==== Recorded information ====

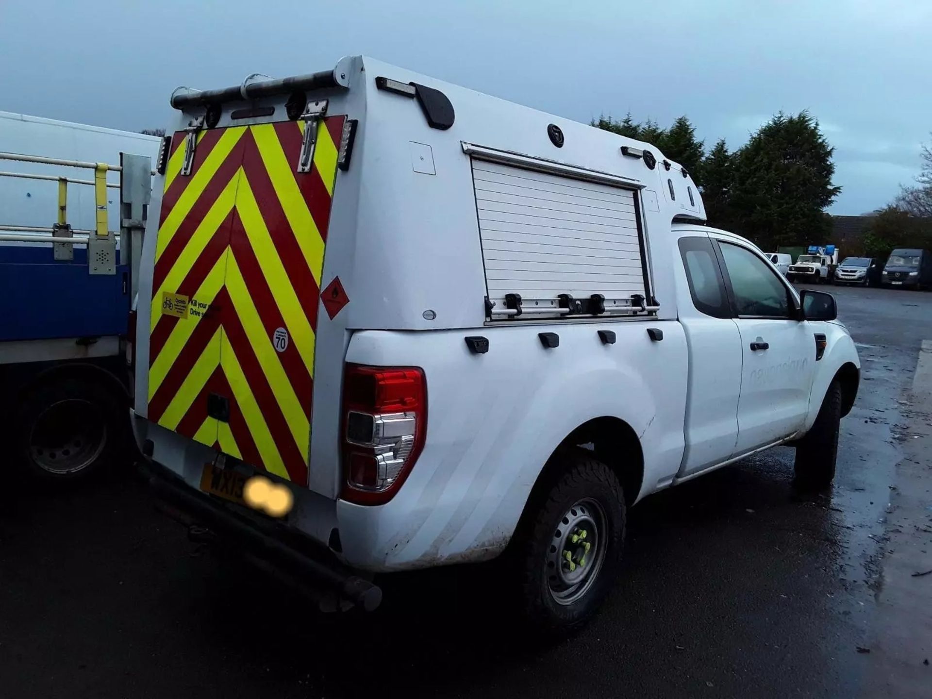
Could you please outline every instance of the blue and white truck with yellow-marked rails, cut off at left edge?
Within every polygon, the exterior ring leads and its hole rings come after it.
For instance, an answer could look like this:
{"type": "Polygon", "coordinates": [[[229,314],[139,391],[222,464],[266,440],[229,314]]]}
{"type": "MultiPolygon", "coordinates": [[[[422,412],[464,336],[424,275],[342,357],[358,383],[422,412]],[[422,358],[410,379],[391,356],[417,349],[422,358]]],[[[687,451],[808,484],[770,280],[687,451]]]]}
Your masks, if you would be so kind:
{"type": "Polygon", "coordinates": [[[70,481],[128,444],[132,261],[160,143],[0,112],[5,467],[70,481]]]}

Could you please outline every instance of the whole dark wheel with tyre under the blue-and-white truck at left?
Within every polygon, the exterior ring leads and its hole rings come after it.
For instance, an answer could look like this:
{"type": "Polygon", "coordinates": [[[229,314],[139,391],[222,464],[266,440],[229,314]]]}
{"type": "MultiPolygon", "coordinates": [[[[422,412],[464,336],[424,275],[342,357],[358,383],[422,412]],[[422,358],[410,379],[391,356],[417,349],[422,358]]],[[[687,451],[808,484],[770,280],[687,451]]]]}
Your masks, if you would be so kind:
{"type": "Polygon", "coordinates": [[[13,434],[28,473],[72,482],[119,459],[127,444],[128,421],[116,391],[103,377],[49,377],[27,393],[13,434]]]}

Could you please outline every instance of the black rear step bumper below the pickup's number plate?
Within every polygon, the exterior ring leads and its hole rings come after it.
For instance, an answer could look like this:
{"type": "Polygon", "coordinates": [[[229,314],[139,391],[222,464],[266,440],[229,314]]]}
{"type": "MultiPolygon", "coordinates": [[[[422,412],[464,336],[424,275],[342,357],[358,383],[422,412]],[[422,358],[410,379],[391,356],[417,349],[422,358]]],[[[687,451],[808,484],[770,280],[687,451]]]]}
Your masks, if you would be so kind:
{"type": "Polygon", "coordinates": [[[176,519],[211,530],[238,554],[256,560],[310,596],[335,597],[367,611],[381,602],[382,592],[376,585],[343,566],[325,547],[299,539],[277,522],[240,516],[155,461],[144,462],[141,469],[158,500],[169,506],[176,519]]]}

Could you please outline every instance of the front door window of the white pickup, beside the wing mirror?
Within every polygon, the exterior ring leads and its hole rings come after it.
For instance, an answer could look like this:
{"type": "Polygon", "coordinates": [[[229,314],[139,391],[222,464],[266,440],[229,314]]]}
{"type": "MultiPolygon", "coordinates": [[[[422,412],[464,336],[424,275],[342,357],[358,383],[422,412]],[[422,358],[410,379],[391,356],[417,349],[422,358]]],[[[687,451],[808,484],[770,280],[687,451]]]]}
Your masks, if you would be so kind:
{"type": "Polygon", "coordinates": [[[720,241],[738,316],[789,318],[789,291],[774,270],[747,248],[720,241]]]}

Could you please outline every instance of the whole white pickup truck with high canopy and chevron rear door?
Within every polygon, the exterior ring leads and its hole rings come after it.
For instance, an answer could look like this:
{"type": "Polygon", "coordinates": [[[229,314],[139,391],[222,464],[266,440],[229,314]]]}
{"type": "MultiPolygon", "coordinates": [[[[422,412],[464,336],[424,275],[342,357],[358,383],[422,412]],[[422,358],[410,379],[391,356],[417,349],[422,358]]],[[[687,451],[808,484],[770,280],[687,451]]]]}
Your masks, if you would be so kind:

====
==== Recorded information ====

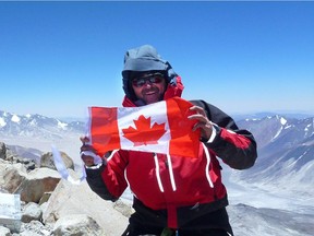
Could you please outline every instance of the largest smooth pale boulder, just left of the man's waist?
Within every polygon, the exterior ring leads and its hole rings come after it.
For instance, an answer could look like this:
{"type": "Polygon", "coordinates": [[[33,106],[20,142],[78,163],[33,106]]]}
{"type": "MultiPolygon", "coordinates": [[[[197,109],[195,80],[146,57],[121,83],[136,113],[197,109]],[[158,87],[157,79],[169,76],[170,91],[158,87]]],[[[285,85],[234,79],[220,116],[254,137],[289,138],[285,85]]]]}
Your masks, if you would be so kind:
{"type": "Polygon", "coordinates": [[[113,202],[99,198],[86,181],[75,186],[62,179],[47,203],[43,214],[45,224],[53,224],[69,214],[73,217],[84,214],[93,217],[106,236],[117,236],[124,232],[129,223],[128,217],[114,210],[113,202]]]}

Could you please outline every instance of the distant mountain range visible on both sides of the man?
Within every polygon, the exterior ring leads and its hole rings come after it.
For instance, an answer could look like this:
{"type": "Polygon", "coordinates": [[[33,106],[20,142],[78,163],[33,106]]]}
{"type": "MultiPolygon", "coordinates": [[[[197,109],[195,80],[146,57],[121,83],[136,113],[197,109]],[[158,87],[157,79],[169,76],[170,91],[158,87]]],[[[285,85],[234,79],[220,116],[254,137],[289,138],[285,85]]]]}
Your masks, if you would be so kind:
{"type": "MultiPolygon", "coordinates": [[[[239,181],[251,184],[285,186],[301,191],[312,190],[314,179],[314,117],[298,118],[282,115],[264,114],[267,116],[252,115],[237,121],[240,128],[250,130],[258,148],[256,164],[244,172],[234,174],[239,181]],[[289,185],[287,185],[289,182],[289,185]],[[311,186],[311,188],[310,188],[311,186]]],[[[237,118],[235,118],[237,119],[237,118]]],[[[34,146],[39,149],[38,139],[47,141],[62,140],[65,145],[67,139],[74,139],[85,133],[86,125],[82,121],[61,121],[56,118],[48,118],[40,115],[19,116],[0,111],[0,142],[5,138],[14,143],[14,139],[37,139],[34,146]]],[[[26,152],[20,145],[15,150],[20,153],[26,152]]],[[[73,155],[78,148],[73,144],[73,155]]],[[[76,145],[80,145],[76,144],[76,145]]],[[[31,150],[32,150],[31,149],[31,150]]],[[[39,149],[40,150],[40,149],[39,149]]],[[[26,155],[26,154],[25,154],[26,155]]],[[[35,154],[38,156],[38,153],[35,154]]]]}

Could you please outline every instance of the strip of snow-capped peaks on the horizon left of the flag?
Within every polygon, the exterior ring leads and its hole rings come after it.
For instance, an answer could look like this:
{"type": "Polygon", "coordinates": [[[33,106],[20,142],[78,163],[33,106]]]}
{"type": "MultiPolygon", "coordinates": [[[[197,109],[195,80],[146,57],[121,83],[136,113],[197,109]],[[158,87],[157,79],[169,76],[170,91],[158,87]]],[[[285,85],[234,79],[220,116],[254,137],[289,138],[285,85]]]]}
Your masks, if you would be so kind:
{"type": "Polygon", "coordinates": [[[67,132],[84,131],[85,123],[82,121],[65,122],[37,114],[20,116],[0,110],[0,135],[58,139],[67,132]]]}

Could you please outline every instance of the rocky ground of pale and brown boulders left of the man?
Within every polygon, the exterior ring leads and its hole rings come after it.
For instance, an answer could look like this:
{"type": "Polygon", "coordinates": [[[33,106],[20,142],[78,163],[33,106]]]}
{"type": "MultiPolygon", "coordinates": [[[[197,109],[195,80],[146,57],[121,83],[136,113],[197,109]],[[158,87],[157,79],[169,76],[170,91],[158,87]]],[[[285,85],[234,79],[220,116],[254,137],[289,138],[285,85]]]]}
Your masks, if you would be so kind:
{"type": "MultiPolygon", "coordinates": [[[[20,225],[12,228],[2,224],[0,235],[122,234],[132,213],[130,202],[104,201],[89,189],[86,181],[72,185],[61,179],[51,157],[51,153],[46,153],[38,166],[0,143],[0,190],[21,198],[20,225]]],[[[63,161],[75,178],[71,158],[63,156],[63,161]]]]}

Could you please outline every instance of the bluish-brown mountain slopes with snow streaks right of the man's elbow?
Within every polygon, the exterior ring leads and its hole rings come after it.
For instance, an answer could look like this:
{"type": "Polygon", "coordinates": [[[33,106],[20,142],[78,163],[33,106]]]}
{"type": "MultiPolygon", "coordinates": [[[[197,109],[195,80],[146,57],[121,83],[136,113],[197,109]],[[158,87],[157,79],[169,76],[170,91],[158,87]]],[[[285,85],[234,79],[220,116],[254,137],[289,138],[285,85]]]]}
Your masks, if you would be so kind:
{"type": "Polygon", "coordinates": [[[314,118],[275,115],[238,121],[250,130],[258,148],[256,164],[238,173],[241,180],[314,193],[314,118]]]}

====

(The task): Take every line above that includes the string "snow" and return it.

(Response to this task):
Could you please outline every instance of the strip of snow-capped peaks on the horizon left of the flag?
Could you please outline every instance of the bluish-brown mountain slopes with snow streaks right of the man's elbow?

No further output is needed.